## Task details:
Report every line in the rows below that contains the string "wooden". Matching is case-sensitive.
***** Data section
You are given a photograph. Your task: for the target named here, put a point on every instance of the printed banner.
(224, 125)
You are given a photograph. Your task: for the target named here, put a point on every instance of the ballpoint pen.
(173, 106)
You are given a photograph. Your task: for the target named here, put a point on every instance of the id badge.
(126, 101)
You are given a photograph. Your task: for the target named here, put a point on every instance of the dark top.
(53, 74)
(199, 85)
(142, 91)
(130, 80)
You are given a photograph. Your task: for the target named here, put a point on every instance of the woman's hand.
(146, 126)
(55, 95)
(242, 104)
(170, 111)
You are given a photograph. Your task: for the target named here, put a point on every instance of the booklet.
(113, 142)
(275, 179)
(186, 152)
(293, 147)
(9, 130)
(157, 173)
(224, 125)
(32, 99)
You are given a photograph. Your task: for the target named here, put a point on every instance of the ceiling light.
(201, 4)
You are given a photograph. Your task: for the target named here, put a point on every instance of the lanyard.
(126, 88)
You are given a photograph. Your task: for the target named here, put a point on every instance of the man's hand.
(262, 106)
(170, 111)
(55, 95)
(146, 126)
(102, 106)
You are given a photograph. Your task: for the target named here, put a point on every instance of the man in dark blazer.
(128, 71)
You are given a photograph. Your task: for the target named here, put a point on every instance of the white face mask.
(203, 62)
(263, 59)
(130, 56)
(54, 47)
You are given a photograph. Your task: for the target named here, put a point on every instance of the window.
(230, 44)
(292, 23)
**********
***** Data section
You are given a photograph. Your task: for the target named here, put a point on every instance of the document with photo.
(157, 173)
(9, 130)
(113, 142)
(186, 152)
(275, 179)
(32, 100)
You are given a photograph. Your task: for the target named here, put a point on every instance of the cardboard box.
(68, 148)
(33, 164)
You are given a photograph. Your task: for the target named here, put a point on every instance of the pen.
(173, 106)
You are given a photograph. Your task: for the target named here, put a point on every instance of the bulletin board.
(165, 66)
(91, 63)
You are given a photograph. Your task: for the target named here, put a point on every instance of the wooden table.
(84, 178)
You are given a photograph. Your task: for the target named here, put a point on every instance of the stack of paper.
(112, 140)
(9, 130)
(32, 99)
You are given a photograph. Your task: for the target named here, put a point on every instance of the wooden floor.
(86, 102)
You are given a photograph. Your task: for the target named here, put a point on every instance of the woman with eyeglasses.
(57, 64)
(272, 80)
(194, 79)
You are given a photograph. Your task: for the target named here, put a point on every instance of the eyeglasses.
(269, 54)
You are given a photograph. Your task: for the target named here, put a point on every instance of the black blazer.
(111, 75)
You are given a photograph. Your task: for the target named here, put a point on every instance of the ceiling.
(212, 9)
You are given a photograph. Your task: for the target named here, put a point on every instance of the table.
**********
## Correct output:
You are given a photograph. Your task: for the target named here, put a point on every instance of the wooden table.
You are given a photograph. Your task: for the target named here, put a point on every instance of the wooden floor.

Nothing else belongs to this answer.